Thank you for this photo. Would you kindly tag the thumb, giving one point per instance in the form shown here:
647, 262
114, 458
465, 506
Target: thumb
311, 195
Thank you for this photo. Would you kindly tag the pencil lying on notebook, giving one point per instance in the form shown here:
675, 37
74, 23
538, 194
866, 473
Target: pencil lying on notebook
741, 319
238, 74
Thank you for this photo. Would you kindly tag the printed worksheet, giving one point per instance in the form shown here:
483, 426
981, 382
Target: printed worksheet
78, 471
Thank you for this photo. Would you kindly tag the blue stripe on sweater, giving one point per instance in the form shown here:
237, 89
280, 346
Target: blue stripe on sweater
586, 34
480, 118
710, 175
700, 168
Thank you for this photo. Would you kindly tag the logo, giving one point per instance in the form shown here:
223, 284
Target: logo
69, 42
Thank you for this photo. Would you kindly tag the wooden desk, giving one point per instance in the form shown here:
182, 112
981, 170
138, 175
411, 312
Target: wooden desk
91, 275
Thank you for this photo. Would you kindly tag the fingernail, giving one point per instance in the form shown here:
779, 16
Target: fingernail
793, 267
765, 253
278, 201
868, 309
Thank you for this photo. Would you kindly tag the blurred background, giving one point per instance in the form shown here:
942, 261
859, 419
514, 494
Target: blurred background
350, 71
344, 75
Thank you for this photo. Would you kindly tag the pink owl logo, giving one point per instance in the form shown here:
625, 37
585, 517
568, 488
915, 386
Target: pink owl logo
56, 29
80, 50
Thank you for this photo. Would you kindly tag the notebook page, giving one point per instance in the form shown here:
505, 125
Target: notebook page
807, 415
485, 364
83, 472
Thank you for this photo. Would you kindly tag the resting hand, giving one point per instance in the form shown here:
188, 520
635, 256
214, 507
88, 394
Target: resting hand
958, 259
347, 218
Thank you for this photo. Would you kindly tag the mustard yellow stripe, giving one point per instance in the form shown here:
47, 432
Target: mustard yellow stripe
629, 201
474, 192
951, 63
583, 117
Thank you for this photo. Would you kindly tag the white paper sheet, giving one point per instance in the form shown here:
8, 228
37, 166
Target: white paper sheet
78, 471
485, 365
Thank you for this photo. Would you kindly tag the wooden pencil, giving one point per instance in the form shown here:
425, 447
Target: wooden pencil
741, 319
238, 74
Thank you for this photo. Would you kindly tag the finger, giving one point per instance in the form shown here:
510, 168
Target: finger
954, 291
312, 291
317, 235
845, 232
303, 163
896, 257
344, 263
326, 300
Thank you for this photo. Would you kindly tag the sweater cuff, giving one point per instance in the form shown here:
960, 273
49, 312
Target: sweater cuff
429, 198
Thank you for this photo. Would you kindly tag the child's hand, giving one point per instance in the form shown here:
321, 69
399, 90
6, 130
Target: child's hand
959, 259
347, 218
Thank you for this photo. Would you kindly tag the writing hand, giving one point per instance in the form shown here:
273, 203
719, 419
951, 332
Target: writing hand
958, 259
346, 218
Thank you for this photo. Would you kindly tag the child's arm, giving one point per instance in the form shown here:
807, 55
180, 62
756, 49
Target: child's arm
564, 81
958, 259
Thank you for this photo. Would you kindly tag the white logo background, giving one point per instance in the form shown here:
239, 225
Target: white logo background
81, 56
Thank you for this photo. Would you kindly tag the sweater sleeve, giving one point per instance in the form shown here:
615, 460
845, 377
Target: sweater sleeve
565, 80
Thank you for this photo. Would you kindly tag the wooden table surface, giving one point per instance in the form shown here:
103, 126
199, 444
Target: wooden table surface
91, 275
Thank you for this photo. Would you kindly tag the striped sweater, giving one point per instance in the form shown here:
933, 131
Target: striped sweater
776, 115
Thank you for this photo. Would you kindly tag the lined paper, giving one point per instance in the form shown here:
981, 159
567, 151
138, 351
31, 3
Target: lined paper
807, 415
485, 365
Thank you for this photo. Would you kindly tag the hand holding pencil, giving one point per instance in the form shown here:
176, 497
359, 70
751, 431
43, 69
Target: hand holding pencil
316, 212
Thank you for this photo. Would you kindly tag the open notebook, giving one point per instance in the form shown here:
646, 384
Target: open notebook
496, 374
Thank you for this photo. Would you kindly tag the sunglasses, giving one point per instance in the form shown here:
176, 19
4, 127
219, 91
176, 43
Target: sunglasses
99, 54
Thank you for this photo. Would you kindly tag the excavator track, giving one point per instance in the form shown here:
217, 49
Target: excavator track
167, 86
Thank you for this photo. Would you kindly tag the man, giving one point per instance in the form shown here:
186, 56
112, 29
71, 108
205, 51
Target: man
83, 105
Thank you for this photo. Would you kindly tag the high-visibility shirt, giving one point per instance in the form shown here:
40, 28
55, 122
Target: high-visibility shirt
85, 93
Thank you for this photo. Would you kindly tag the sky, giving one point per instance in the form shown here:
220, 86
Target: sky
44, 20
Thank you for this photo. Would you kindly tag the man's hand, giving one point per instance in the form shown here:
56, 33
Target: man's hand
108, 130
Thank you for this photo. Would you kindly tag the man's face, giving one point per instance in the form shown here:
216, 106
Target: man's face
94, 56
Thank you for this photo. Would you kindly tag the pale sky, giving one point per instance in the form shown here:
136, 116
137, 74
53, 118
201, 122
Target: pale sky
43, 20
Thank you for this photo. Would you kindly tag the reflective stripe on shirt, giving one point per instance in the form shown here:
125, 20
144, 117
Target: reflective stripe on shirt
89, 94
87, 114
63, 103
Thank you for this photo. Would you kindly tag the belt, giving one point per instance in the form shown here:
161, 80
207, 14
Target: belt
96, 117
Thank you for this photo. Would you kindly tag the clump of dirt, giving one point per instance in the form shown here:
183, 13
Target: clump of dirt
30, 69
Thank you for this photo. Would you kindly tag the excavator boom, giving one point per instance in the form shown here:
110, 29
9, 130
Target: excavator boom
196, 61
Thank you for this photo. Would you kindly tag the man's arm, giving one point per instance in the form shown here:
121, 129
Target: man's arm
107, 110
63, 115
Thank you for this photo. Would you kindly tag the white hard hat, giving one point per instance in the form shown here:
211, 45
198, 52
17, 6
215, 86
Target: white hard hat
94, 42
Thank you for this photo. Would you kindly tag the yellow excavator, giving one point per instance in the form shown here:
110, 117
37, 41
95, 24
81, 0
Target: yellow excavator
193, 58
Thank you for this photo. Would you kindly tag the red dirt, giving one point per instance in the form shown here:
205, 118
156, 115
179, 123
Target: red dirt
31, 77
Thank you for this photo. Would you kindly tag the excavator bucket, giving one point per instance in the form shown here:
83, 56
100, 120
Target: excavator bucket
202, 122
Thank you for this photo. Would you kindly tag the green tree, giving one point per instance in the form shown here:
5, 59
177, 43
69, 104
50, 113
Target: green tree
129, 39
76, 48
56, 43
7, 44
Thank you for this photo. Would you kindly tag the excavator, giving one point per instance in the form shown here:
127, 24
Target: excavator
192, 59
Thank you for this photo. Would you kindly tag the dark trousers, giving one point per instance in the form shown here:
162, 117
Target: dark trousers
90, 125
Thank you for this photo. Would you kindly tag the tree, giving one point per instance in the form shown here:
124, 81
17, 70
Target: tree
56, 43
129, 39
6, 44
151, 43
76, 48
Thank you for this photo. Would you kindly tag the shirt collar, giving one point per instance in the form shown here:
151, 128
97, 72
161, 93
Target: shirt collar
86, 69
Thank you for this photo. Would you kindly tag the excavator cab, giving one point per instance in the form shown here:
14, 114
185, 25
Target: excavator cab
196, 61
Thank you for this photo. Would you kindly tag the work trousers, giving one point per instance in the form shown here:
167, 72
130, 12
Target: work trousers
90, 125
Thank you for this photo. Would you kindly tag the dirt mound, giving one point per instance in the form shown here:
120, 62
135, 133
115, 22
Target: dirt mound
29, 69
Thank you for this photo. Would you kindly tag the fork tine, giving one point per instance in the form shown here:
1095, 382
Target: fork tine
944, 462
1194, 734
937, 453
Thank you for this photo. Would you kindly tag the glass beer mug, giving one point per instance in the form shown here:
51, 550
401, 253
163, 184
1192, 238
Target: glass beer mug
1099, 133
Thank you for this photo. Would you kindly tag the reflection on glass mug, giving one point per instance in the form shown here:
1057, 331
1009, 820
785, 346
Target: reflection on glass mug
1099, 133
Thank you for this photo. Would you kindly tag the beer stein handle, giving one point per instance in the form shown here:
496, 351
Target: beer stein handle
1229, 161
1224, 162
-------------------------
To be done.
Retype exactly the lines from the one containing "Thank you for this photo. Would you kindly tag the glass" through the last line of the records above, including both.

Result.
Thank you for this photo. Would you kindly tag the glass beer mug, giving one point per instance in the form shown here:
51, 550
401, 253
163, 184
1192, 238
Target: glass beer mug
1099, 133
Thank you for this photo. Would you kindly tag the reflection on glass mug, giving one point per instance in the form shown here:
1057, 331
1009, 820
785, 346
Target: reflection on glass mug
1099, 133
Thank you for this photo. Would you kindly tag the beer stein handle, giving one point per instance in the form shown here:
496, 351
Target: beer stein handle
1229, 161
1224, 162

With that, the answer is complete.